## Text passage

Jerry Coyne is at it again, posting stuff guaranteed to upset certain theologians fervidly hostile towards mythicism.
Reader Peter Nothnagle sent me the transcript of an Easter talk, “Jesus: Fact or Fiction?”, that he gave last March to a joint meeting of the Unitarian-Universalist Society of Iowa City and the Secular Humanists and the Secular Students at Iowa. I was much impressed with Peter’s success at distilling all the scholarship around the historical “Jesus” (he’s read all the relevant stuff) as well as his ability to present it in a reader (and listener) friendly manner.
Peter’s conclusion is that there is no evidence for a historical person around whom the Jesus myth accreted—something I’ve thought for a long time. . . .
Peter Nothnagle (who describes himself in his presentation as “just some guy with a hobby”) forwarded Jerry Coyne a covering note in which he writes:
I conclude that the figure of Jesus was invented by one faction in a diverse religious landscape in an effort to create an “apostolic succession” of authority – “our priests were taught by priests that were taught by followers of Jesus Christ himself, in person”. But even if I’m completely wrong about that, it is undeniable that the only evidence that exists for a living, breathing, walking, talking Jesus is weak, contradictory, or simply fraudulent. Therefore no one can be justified in believing that such a person existed.
Such blind dogmatism! :-J
Coyne himself comments:
One of the things that’s always puzzled me is the rush to judgment about the historical Jesus by Biblical scholars, nearly all of whom, including Bart Ehrman, are eager to say that a historical (not a divine!) Jesus is probable, despite the woeful lack of evidence. This includes Biblical scholars who aren’t religious. It often seems that they’re being tendentious: trying to arrive at a conclusion that splits the difference between secularists and religious people, trying to offend neither group.

## Data segment
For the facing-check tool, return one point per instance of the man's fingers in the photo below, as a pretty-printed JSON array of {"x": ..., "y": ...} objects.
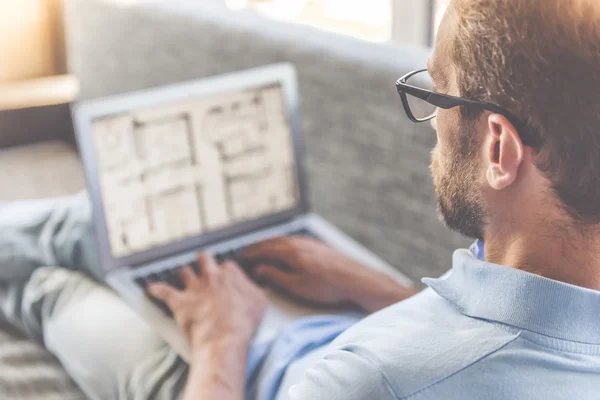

## Required actions
- 1) Set down, word for word, the portion of the post on the historical Jesus from "Jerry Coyne is" to "listener) friendly manner.".
- 2) Supply the next part of the post on the historical Jesus, continuing from its final sentence.

## Results for each task
- 1)
Jerry Coyne is at it again, posting stuff guaranteed to upset certain theologians fervidly hostile towards mythicism.
Reader Peter Nothnagle sent me the transcript of an Easter talk, “Jesus: Fact or Fiction?”, that he gave last March to a joint meeting of the Unitarian-Universalist Society of Iowa City and the Secular Humanists and the Secular Students at Iowa. I was much impressed with Peter’s success at distilling all the scholarship around the historical “Jesus” (he’s read all the relevant stuff) as well as his ability to present it in a reader (and listener) friendly manner.

- 2)
The paper itself, or a Why Evolution is True (WEIT) version, is downloadable at here. (I have not yet read it but will probably comment when I do.)
Interestingly this post appears hard on the heels of staunch anti-mythicist James McGrath comparing Christ mythicists with hypocritical and smug airline passengers who think they can pilot their aircraft better than the trained pilot. He attacks their “hypocrisy” . . .
the hypocrisy of it, as though figuring out what is happening with the climate, or the history of biological organisms, or what happened in the past, involves less training and expertise than flying a plane or performing surgery. All these different skills share in common that there is training and specialization required, and while plenty of people think that they can do them without training, the evidence doesn’t support such assertions.
In stark contradiction to this assertion that anyone doubting the historicity of Jesus is way out of one’s untrained intellectual depth, only 48 hours earlier the same author claimed the evidence for the historical existence of Jesus was so obvious or clear to everyone (by inference even to “just a guy with a hobby”) that mythicists were “morally reprehensible” for rejecting it:
denying that which we have adequate evidence for is more irrational – and more morally reprehensible – than believing that for which we do not have adequate evidence.